◆ **TASK 1**:
Retype the article about the "Stop Having Kids" movement word for word, from start to finish.

◆ **READING TEXT**:
'''
Progressive or Parody? ‘Stop Having Kids’ Movement Raises Eyebrows, Epitomizes Leftist Self-Loathing

2024-04-07 15:00:18

It’s been fashionable in far-left circles for some time now to brag about how you’ve decided not to have kids in the name of the environment and climate change.

As The Guardian reported in their “climate crisis” section in late 2023, “New research has found many people are now basing their decisions not to have children on their fears of climate breakdown”:

The study, by a team of academics at University College London, is believed to be the first systematic review to explore how and why climate-related concerns may be affecting reproductive decision-making.

Their analysis found that, in 12 of 13 studies, stronger concerns about climate breakdown were associated with a desire for fewer children, or none at all.

[…]

Uncertainty about the future and concerns about the ecological impact of the growing human population were key factors also identified by research, according to Hope Dillarstone, lead author on the study published in the journal PLOS Climate. Dillarstone and her colleagues found that concerns such as those outlined by [antinatalist Emma] Smart were by no means unusual.

As crazy as so-called “climate anxiety” sounds, it gets crazier. There’s another movement out there that goes way beyond “let’s hold off on/don’t have kids for the sake of the environment.” For the folks at “Stop Having Kids,” people shouldn’t have children because, well, everything is awful:

I have to admit, I thought at first that this movement had to be a parody.  I mean, if you look at their website, most if not all images they have appear to be AI-generated, and some of the “information” they’ve posted there reads just like a parody.

For instance, they describe themselves as “antinatalists“:

Antinatalism is a stance that it is wrong for humans as a whole to procreate. For SHK antinatalism is a philosophical and ethical stance against human reproduction, rooted in harm reduction and rational consideration for future life. Antinatalism regards the implications that procreation has, both for humans, other animals, and the natural world. Many antinatalists consider intentional human reproduction (besides exceptions related to force) an irreversible, unnecessary, indefensible, and enduring form of harm, regardless of circumstances, situations, or consciousness in living.
'''
◆ **TASK 2**:
Echo the lines of the records that begin with the line containing "Practice. Identify the boy's arm" and continue through the final line of the records, keeping them unchanged.

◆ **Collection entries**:
'''
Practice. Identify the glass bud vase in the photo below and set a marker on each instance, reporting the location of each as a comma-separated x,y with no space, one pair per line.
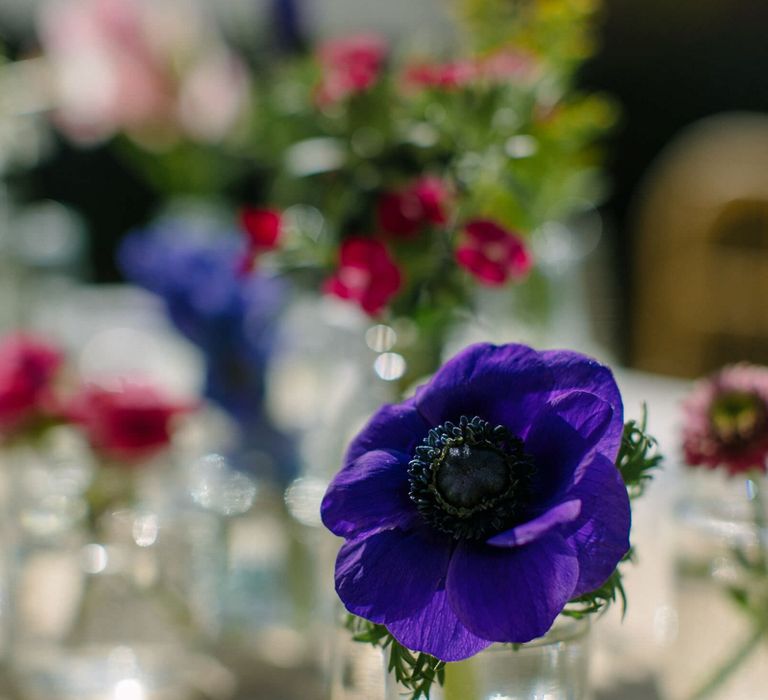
105,609
719,649
555,667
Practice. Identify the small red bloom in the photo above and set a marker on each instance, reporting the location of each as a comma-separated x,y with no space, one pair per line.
443,76
350,65
507,65
726,420
128,424
366,274
28,367
496,68
263,228
493,254
408,211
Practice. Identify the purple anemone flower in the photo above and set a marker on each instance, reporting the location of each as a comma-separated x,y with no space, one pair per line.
474,511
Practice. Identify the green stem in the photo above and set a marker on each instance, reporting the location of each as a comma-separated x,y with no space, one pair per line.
731,665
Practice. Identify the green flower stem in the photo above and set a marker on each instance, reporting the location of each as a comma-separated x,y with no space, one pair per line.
460,681
727,669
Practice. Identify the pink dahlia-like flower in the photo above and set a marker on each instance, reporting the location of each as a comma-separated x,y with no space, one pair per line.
350,65
127,424
443,76
28,367
405,213
493,254
726,420
366,274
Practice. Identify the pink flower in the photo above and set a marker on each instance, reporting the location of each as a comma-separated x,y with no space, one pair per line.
493,254
263,228
726,420
350,65
500,67
152,69
127,424
410,210
366,274
28,368
507,65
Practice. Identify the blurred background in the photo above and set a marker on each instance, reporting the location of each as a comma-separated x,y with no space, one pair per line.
668,66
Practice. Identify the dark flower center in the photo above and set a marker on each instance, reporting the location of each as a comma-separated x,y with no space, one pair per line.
470,480
738,417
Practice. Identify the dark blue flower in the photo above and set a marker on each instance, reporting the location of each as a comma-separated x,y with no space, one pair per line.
474,511
232,319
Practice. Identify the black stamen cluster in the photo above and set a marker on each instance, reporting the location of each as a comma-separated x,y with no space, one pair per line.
470,480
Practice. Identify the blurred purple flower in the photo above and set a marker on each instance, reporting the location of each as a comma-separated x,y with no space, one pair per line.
726,420
232,318
474,511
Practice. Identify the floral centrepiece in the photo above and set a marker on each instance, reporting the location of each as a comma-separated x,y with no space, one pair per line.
725,428
727,420
476,510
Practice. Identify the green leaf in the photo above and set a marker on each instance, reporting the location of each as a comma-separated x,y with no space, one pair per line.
415,671
638,456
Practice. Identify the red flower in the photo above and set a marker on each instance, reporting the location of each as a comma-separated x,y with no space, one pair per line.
350,65
726,420
493,254
128,424
28,367
408,211
263,228
366,274
507,65
443,76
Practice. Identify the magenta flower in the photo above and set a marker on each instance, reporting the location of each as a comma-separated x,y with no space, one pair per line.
726,420
493,254
351,65
407,212
474,511
366,274
128,424
28,369
442,76
263,229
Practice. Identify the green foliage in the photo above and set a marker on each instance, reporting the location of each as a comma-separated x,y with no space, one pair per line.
638,456
599,600
415,671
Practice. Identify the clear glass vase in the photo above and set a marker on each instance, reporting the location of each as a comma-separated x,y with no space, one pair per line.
554,667
719,649
107,608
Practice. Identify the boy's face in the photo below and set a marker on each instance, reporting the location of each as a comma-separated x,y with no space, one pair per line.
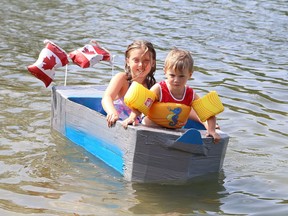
177,79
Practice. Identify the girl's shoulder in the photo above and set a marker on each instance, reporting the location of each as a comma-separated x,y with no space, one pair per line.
120,75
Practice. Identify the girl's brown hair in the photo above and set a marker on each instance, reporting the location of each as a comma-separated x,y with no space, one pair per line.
142,44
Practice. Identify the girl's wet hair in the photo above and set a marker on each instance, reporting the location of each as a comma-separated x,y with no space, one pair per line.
179,60
148,47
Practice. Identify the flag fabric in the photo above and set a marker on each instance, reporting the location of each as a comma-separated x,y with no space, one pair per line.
50,58
89,55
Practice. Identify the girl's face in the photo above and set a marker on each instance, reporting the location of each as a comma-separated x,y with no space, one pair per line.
177,79
140,64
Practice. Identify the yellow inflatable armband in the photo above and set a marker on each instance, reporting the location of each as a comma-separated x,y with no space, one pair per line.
138,97
169,114
208,106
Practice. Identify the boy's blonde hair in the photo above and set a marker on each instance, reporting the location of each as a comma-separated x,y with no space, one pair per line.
179,60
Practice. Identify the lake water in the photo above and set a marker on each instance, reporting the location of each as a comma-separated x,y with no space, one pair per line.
240,50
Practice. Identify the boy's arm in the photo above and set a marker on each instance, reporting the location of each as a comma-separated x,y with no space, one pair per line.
132,119
211,129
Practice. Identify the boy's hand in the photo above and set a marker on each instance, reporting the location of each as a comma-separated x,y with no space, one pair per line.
112,118
130,121
215,136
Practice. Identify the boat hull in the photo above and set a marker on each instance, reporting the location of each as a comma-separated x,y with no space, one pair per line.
139,153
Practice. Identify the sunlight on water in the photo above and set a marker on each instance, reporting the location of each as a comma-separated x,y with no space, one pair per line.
240,50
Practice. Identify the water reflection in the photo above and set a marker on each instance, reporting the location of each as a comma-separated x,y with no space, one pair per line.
201,195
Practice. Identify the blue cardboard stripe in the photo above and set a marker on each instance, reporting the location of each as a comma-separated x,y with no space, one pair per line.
106,152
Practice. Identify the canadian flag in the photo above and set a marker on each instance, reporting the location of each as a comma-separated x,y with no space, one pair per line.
50,58
89,55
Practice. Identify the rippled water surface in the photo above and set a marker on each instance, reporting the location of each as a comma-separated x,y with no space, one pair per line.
240,50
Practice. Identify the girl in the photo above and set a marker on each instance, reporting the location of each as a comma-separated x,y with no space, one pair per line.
140,66
178,68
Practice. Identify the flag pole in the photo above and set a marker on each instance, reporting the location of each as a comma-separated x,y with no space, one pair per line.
66,74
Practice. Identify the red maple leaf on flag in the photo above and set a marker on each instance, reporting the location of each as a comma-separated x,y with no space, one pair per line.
49,63
87,51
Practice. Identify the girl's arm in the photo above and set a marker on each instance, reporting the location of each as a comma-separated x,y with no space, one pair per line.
113,91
'''
◆ **RESPONSE 1**:
Progressive or Parody? ‘Stop Having Kids’ Movement Raises Eyebrows, Epitomizes Leftist Self-Loathing

2024-04-07 15:00:18

It’s been fashionable in far-left circles for some time now to brag about how you’ve decided not to have kids in the name of the environment and climate change.

As The Guardian reported in their “climate crisis” section in late 2023, “New research has found many people are now basing their decisions not to have children on their fears of climate breakdown”:

The study, by a team of academics at University College London, is believed to be the first systematic review to explore how and why climate-related concerns may be affecting reproductive decision-making.

Their analysis found that, in 12 of 13 studies, stronger concerns about climate breakdown were associated with a desire for fewer children, or none at all.

[…]

Uncertainty about the future and concerns about the ecological impact of the growing human population were key factors also identified by research, according to Hope Dillarstone, lead author on the study published in the journal PLOS Climate. Dillarstone and her colleagues found that concerns such as those outlined by [antinatalist Emma] Smart were by no means unusual.

As crazy as so-called “climate anxiety” sounds, it gets crazier. There’s another movement out there that goes way beyond “let’s hold off on/don’t have kids for the sake of the environment.” For the folks at “Stop Having Kids,” people shouldn’t have children because, well, everything is awful:

I have to admit, I thought at first that this movement had to be a parody.  I mean, if you look at their website, most if not all images they have appear to be AI-generated, and some of the “information” they’ve posted there reads just like a parody.

For instance, they describe themselves as “antinatalists“:

Antinatalism is a stance that it is wrong for humans as a whole to procreate. For SHK antinatalism is a philosophical and ethical stance against human reproduction, rooted in harm reduction and rational consideration for future life. Antinatalism regards the implications that procreation has, both for humans, other animals, and the natural world. Many antinatalists consider intentional human reproduction (besides exceptions related to force) an irreversible, unnecessary, indefensible, and enduring form of harm, regardless of circumstances, situations, or consciousness in living.

◆ **RESPONSE 2**:
Practice. Identify the boy's arm in the photo above and set a marker on each instance, reporting the location of each as a comma-separated x,y with no space, one pair per line.
132,119
211,129
Practice. Identify the boy's hand in the photo above and set a marker on each instance, reporting the location of each as a comma-separated x,y with no space, one pair per line.
112,118
130,121
215,136
Practice. Identify the boat hull in the photo above and set a marker on each instance, reporting the location of each as a comma-separated x,y with no space, one pair per line.
139,153
Practice. Identify the sunlight on water in the photo above and set a marker on each instance, reporting the location of each as a comma-separated x,y with no space, one pair per line.
240,50
Practice. Identify the water reflection in the photo above and set a marker on each instance, reporting the location of each as a comma-separated x,y with no space, one pair per line.
201,195
Practice. Identify the blue cardboard stripe in the photo above and set a marker on each instance, reporting the location of each as a comma-separated x,y with no space, one pair per line.
106,152
Practice. Identify the canadian flag in the photo above and set a marker on each instance, reporting the location of each as a comma-separated x,y with no space, one pair per line.
50,58
89,55
Practice. Identify the rippled water surface in the photo above and set a marker on each instance, reporting the location of each as a comma-separated x,y with no space, one pair per line.
240,50
Practice. Identify the girl in the photo above and set a marker on each instance, reporting the location of each as a comma-separated x,y with no space, one pair per line.
140,66
178,68
Practice. Identify the flag pole in the photo above and set a marker on each instance, reporting the location of each as a comma-separated x,y with no space, one pair per line.
66,74
Practice. Identify the red maple leaf on flag in the photo above and set a marker on each instance, reporting the location of each as a comma-separated x,y with no space, one pair per line.
49,63
87,51
Practice. Identify the girl's arm in the photo above and set a marker on each instance, reporting the location of each as a comma-separated x,y with no space, one pair per line.
113,91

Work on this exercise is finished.